▶ _Task objective_: Filter the entries for the string "white". Copy each line that has it.

▶ _Provided records_:
• • •
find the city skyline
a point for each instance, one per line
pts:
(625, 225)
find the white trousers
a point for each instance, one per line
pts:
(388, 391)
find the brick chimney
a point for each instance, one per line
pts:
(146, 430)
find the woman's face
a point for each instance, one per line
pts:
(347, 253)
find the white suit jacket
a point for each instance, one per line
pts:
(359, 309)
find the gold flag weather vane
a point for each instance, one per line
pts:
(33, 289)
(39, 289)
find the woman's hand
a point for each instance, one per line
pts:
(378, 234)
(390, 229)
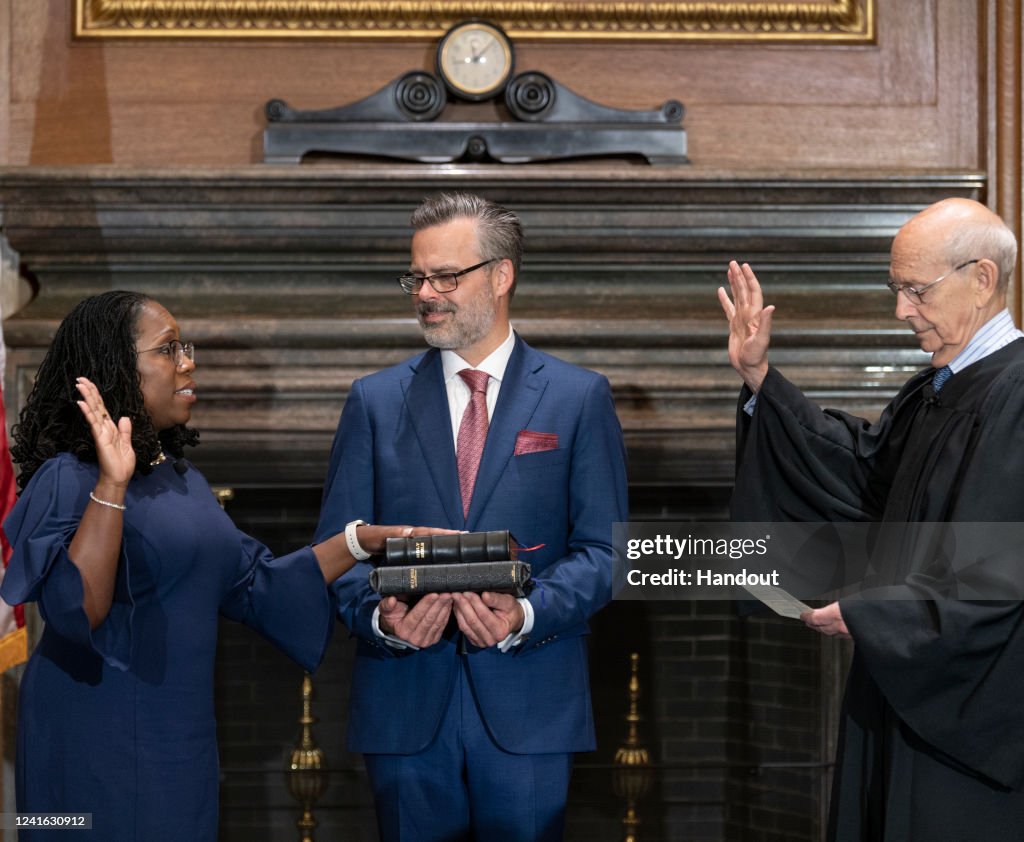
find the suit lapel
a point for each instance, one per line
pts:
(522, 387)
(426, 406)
• • •
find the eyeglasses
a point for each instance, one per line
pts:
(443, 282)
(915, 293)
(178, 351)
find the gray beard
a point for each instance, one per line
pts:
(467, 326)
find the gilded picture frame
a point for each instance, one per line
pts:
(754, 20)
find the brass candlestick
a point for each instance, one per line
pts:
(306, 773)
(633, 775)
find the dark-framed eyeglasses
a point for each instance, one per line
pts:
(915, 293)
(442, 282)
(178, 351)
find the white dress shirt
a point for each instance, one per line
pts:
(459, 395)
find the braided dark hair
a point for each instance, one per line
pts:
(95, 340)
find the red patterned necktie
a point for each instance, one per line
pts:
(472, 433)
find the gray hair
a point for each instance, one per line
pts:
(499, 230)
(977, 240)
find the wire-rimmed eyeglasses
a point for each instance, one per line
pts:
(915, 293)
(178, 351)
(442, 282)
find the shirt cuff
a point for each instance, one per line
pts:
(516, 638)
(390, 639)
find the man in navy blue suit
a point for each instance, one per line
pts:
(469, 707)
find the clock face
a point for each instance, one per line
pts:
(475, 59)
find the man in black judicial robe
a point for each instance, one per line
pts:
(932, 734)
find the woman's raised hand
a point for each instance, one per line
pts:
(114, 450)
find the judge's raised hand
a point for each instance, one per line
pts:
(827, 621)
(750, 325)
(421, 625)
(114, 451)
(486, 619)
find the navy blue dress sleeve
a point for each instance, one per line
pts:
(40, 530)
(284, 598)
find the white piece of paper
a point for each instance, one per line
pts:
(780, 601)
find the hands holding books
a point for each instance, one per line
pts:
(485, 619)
• • •
▶ _Response area_:
find the white trousers
find the white suit jacket
find the white dress shirt
find the white piece of paper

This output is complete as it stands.